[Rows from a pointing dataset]
** START **

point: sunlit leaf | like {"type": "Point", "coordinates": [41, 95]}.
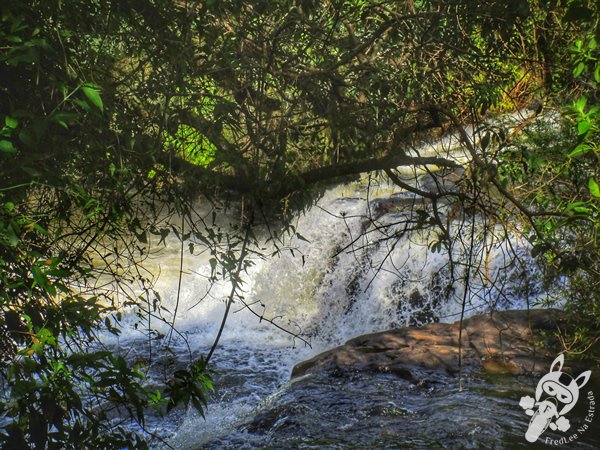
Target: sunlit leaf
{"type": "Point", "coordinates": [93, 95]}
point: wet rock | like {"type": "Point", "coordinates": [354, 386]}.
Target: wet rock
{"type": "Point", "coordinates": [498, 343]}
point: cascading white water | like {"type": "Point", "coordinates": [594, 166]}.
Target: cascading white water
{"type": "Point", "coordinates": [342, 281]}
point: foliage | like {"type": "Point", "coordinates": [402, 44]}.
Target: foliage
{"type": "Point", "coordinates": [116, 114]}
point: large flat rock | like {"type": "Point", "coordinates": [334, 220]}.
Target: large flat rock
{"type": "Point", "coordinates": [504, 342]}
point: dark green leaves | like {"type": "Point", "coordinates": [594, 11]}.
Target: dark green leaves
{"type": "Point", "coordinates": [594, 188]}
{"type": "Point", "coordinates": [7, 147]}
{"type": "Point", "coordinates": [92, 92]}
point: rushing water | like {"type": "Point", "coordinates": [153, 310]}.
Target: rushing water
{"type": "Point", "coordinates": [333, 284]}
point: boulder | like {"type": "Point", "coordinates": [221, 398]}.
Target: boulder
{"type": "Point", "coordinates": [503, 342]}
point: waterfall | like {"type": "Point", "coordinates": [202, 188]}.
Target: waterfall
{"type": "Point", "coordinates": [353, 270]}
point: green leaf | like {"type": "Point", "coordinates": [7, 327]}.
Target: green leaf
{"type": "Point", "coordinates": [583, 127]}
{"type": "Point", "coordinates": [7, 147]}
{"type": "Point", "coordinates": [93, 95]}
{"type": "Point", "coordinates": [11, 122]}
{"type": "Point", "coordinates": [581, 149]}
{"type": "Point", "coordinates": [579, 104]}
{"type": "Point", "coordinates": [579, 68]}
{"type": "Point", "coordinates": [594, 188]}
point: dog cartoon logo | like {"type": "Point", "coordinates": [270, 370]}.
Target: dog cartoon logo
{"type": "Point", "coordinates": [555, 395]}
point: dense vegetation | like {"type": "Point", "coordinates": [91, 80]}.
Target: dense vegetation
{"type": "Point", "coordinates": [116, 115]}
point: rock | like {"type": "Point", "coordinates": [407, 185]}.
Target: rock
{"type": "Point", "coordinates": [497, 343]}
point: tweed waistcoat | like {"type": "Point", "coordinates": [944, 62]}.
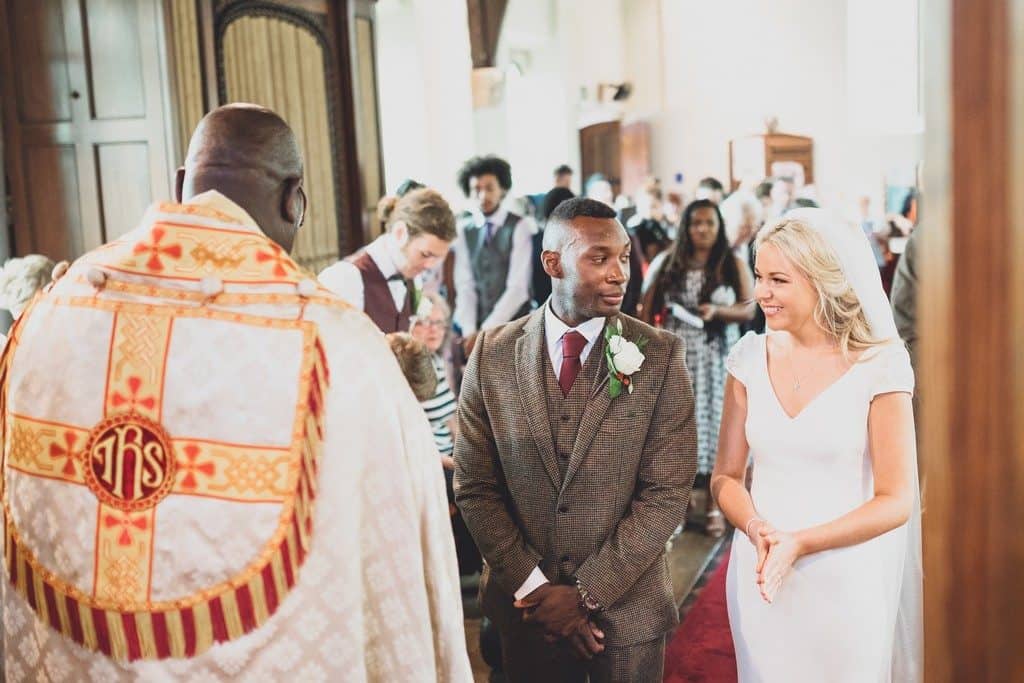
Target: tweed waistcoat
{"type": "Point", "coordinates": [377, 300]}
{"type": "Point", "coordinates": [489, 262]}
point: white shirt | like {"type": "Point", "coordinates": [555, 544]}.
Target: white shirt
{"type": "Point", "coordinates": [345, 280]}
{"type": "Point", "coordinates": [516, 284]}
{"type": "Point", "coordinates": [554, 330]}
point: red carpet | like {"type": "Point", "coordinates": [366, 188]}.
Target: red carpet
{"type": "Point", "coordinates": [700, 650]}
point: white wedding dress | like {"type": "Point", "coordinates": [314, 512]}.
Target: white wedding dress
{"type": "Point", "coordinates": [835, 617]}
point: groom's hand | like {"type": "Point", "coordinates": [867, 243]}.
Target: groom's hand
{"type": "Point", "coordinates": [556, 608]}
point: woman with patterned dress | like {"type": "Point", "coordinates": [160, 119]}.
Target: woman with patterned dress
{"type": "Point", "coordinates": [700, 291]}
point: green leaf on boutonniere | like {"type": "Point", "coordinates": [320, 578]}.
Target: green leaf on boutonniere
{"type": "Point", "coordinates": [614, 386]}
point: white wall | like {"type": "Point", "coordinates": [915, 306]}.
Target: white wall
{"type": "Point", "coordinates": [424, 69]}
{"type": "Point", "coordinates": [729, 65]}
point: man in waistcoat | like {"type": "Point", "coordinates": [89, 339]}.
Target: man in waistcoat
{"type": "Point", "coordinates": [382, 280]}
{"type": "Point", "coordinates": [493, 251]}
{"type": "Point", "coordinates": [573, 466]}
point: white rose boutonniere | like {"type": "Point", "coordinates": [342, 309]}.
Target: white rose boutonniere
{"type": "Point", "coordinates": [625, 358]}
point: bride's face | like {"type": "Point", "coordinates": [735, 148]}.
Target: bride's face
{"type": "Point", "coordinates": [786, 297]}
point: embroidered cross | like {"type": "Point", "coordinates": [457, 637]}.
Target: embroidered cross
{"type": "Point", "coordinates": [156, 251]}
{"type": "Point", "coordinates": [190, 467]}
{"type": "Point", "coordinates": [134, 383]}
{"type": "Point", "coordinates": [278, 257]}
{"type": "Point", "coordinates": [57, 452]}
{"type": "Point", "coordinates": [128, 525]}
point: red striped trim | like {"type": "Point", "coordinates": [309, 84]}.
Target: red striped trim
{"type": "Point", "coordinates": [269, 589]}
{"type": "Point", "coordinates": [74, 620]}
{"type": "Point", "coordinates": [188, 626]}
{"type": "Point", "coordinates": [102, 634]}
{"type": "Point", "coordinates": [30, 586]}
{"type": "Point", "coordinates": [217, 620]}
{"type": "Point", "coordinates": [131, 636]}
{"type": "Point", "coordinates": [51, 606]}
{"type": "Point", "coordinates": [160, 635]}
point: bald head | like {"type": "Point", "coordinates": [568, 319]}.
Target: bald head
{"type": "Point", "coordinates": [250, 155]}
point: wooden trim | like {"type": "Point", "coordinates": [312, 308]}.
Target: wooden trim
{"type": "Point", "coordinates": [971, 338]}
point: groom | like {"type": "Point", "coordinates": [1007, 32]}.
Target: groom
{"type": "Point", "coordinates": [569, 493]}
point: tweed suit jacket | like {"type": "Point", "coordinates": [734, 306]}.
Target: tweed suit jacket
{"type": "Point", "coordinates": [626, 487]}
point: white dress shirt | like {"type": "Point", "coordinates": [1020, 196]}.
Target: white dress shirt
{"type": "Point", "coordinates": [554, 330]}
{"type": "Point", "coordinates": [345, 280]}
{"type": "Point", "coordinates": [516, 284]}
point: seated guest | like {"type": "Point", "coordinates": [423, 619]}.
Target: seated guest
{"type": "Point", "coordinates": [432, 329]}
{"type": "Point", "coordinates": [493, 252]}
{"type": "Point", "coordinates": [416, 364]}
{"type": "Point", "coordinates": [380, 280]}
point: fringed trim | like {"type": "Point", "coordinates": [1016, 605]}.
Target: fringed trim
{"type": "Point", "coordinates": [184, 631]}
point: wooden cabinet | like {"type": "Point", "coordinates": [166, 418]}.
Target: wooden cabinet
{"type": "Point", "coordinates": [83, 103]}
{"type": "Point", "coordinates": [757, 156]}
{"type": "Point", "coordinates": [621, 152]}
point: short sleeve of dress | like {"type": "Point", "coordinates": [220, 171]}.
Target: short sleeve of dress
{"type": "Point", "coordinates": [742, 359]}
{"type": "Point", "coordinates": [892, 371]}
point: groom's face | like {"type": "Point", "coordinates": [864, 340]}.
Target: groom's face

** END **

> _Problem_: Print each line of the material above exactly, with the pictures removed from your copy.

> _Output below_:
point: sunlit leaf | like {"type": "Point", "coordinates": [41, 95]}.
Target: sunlit leaf
{"type": "Point", "coordinates": [93, 95]}
point: wet rock | like {"type": "Point", "coordinates": [354, 386]}.
Target: wet rock
{"type": "Point", "coordinates": [498, 343]}
point: cascading white water | like {"type": "Point", "coordinates": [594, 166]}.
Target: cascading white water
{"type": "Point", "coordinates": [342, 281]}
point: foliage | like {"type": "Point", "coordinates": [402, 44]}.
Target: foliage
{"type": "Point", "coordinates": [116, 114]}
point: large flat rock | like {"type": "Point", "coordinates": [334, 220]}.
Target: large flat rock
{"type": "Point", "coordinates": [504, 342]}
point: dark green leaves | like {"type": "Point", "coordinates": [594, 11]}.
Target: dark green leaves
{"type": "Point", "coordinates": [594, 188]}
{"type": "Point", "coordinates": [7, 147]}
{"type": "Point", "coordinates": [92, 92]}
point: rushing water | like {"type": "Point", "coordinates": [153, 310]}.
Target: rushing water
{"type": "Point", "coordinates": [333, 284]}
point: boulder | like {"type": "Point", "coordinates": [221, 398]}.
Target: boulder
{"type": "Point", "coordinates": [503, 342]}
point: waterfall | like {"type": "Point", "coordinates": [202, 188]}.
Target: waterfall
{"type": "Point", "coordinates": [353, 270]}
point: green leaf | like {"type": "Point", "coordinates": [7, 327]}.
Target: green leaf
{"type": "Point", "coordinates": [583, 127]}
{"type": "Point", "coordinates": [7, 147]}
{"type": "Point", "coordinates": [93, 95]}
{"type": "Point", "coordinates": [11, 122]}
{"type": "Point", "coordinates": [581, 149]}
{"type": "Point", "coordinates": [579, 104]}
{"type": "Point", "coordinates": [579, 68]}
{"type": "Point", "coordinates": [594, 188]}
point: dog cartoon logo | like {"type": "Point", "coordinates": [270, 370]}.
Target: dog cartoon logo
{"type": "Point", "coordinates": [555, 395]}
point: dense vegetation | like {"type": "Point", "coordinates": [91, 80]}.
Target: dense vegetation
{"type": "Point", "coordinates": [116, 115]}
point: rock | like {"type": "Point", "coordinates": [407, 185]}.
Target: rock
{"type": "Point", "coordinates": [497, 343]}
point: tweed waistcoat | like {"type": "Point", "coordinates": [944, 62]}.
Target: tweed waistcoat
{"type": "Point", "coordinates": [377, 300]}
{"type": "Point", "coordinates": [489, 262]}
point: white shirt | like {"type": "Point", "coordinates": [555, 544]}.
Target: white shirt
{"type": "Point", "coordinates": [345, 280]}
{"type": "Point", "coordinates": [516, 284]}
{"type": "Point", "coordinates": [554, 330]}
point: red carpet | like {"type": "Point", "coordinates": [366, 188]}.
Target: red carpet
{"type": "Point", "coordinates": [700, 650]}
point: white wedding dress | like {"type": "Point", "coordinates": [314, 512]}.
Target: white wedding dress
{"type": "Point", "coordinates": [835, 617]}
point: groom's hand | like {"type": "Point", "coordinates": [867, 243]}.
Target: groom's hand
{"type": "Point", "coordinates": [556, 608]}
point: woman with patterned dress | like {"type": "Point", "coordinates": [160, 119]}.
Target: woman with patterned dress
{"type": "Point", "coordinates": [700, 291]}
point: green leaf on boutonniere | like {"type": "Point", "coordinates": [320, 578]}.
Target: green leaf on boutonniere
{"type": "Point", "coordinates": [614, 386]}
point: white wall | like {"type": "Point", "coordinates": [915, 306]}.
Target: white wall
{"type": "Point", "coordinates": [424, 69]}
{"type": "Point", "coordinates": [729, 65]}
point: man in waistcoat | like {"type": "Point", "coordinates": [89, 339]}.
Target: man in waistcoat
{"type": "Point", "coordinates": [382, 280]}
{"type": "Point", "coordinates": [493, 251]}
{"type": "Point", "coordinates": [573, 466]}
point: white rose boutonniere | like {"type": "Point", "coordinates": [342, 309]}.
Target: white rose boutonniere
{"type": "Point", "coordinates": [625, 358]}
point: bride's face | like {"type": "Point", "coordinates": [735, 148]}.
Target: bride's face
{"type": "Point", "coordinates": [786, 297]}
point: embroidered cross | like {"type": "Point", "coordinates": [457, 637]}.
Target: embroidered cross
{"type": "Point", "coordinates": [156, 251]}
{"type": "Point", "coordinates": [190, 467]}
{"type": "Point", "coordinates": [134, 383]}
{"type": "Point", "coordinates": [278, 257]}
{"type": "Point", "coordinates": [57, 452]}
{"type": "Point", "coordinates": [128, 525]}
point: red striped trim | like {"type": "Point", "coordinates": [309, 84]}.
Target: red striped trim
{"type": "Point", "coordinates": [269, 589]}
{"type": "Point", "coordinates": [74, 620]}
{"type": "Point", "coordinates": [188, 626]}
{"type": "Point", "coordinates": [102, 634]}
{"type": "Point", "coordinates": [30, 586]}
{"type": "Point", "coordinates": [217, 620]}
{"type": "Point", "coordinates": [131, 636]}
{"type": "Point", "coordinates": [51, 606]}
{"type": "Point", "coordinates": [160, 635]}
point: bald head | like {"type": "Point", "coordinates": [568, 319]}.
Target: bald head
{"type": "Point", "coordinates": [250, 155]}
point: wooden trim | like {"type": "Point", "coordinates": [312, 308]}.
Target: wooden trim
{"type": "Point", "coordinates": [971, 338]}
point: groom | like {"type": "Point", "coordinates": [1007, 32]}.
Target: groom
{"type": "Point", "coordinates": [569, 493]}
point: tweed suit jacket | like {"type": "Point", "coordinates": [734, 306]}.
Target: tweed suit jacket
{"type": "Point", "coordinates": [626, 487]}
point: white dress shirt | like {"type": "Point", "coordinates": [1020, 196]}.
Target: white dress shirt
{"type": "Point", "coordinates": [554, 330]}
{"type": "Point", "coordinates": [345, 280]}
{"type": "Point", "coordinates": [516, 284]}
point: seated guest | like {"type": "Point", "coordinates": [423, 619]}.
Target: seated guest
{"type": "Point", "coordinates": [432, 329]}
{"type": "Point", "coordinates": [493, 252]}
{"type": "Point", "coordinates": [416, 364]}
{"type": "Point", "coordinates": [380, 280]}
point: fringed trim | like {"type": "Point", "coordinates": [1016, 605]}.
Target: fringed trim
{"type": "Point", "coordinates": [184, 631]}
point: wooden cabinet | like {"type": "Point", "coordinates": [166, 418]}.
Target: wooden cabinet
{"type": "Point", "coordinates": [83, 103]}
{"type": "Point", "coordinates": [757, 156]}
{"type": "Point", "coordinates": [621, 152]}
point: short sleeve of dress | like {"type": "Point", "coordinates": [220, 171]}.
Target: short sleeve of dress
{"type": "Point", "coordinates": [742, 359]}
{"type": "Point", "coordinates": [892, 371]}
point: groom's face | like {"type": "Point", "coordinates": [864, 340]}.
Target: groom's face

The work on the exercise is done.